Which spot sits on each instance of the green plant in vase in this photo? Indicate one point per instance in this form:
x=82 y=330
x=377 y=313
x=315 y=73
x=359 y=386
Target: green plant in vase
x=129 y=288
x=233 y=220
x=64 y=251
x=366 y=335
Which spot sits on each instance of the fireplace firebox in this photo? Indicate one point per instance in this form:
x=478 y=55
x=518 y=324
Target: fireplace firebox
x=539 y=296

▸ What the task asks
Reproduce every one of the records above verbatim, altering nothing.

▸ Result of the task
Which spot sits on each instance of the green plant in vase in this photo? Indicate one point per instance in this form:
x=82 y=330
x=377 y=313
x=315 y=73
x=359 y=386
Target: green plant in vase
x=129 y=288
x=233 y=220
x=64 y=251
x=366 y=335
Which spot sits on each instance of the fireplace firebox in this photo? Indicate one point per instance in this form:
x=478 y=55
x=518 y=324
Target: fireplace firebox
x=539 y=296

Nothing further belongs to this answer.